TO BE DONE – List every role that the storytelling handbook below says the performer in a dramatic storytelling performance fills.

Tales Of Men & Women  by Stone Riley                     www.stoneriley.com                     Website Edition © 2007 by Stone Riley, all rights reserved

The Outlines Of Dramatic Storytelling

a handbook for the beginner

 

Overview

A dramatic storytelling performance, properly understood, is a play with a single actor who is also the playwright and director.  As the art is practiced in America today, two things are most admired: that you give the audience a strong impression of being present with you constantly, and that you do the whole job for yourself.  To advance these two ideals, certain rules are strictly applied.

If there is music, it will be performed by you yourself and it shall amount to nothing more than a helpful accompaniment for your acting.  If you dance, puppeteer, prestidigitate, or et cetera, then that must likewise be a secondary supporting part of the work.

The story must be kept rather simple (to accommodate the dearth of actors) and so there is only room for humor if it will advance the plot and develop the characters, or else provide the audience with comic relief.  Please note that I'm discussing drama and not actual comedy; comedy is an equal branch of storytelling but others can discuss that topic better than I.

There is very little opportunity to change your costume because you are before the audience all the time.  Therefore, you will most likely choose to give the false impression of being pretty much an ordinary person instead of dressing as a character in the tale.  You might likely choose either street clothes (perhaps with some extra flash of color as befits an entertainer) or else ethnic or historic garb in keeping with the period or the culture from which your material is drawn.

INFORMATION SUPPLIED –
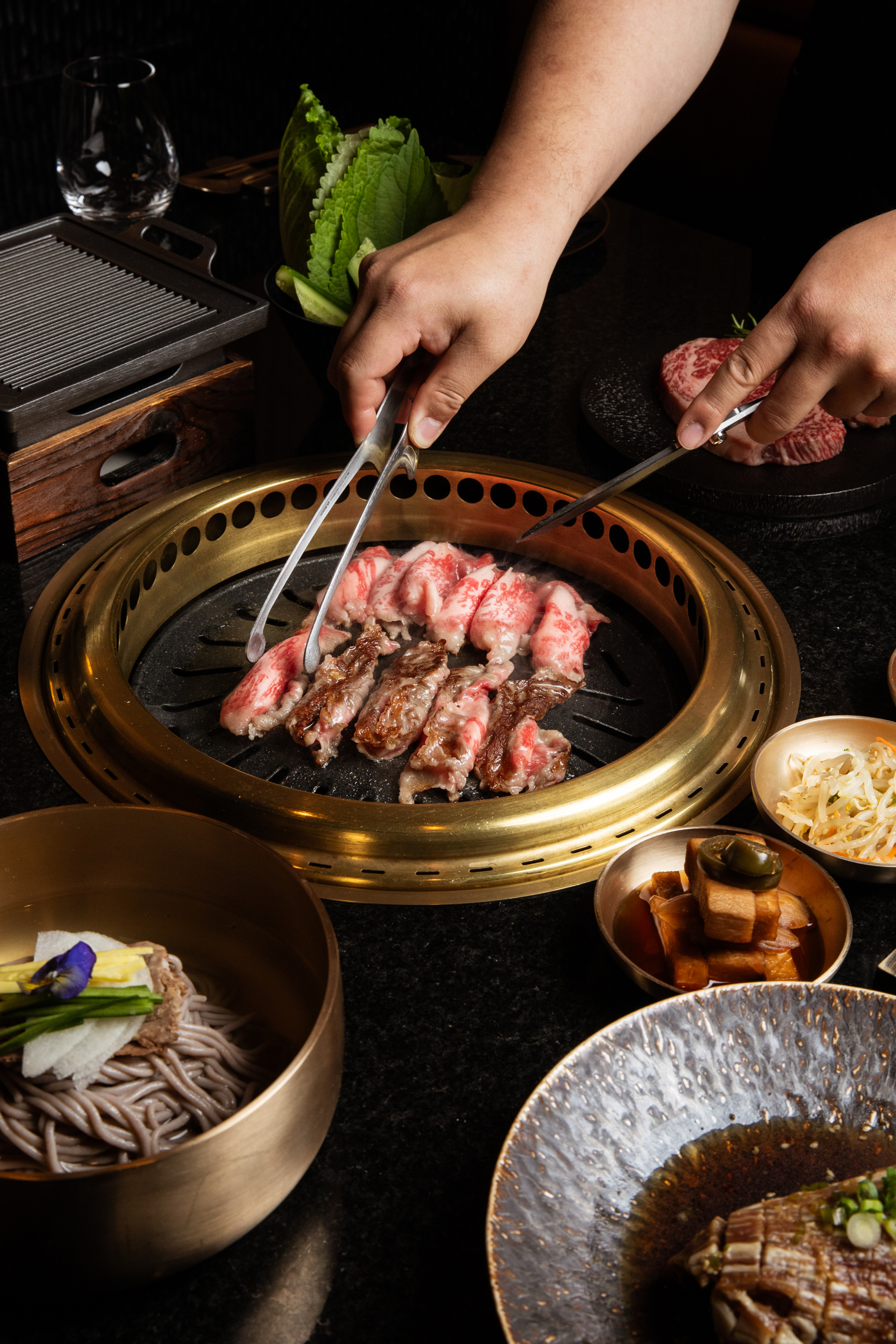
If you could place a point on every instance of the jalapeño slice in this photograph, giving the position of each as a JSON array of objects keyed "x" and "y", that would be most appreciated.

RESULT OF THE TASK – Actor, playwright, and director.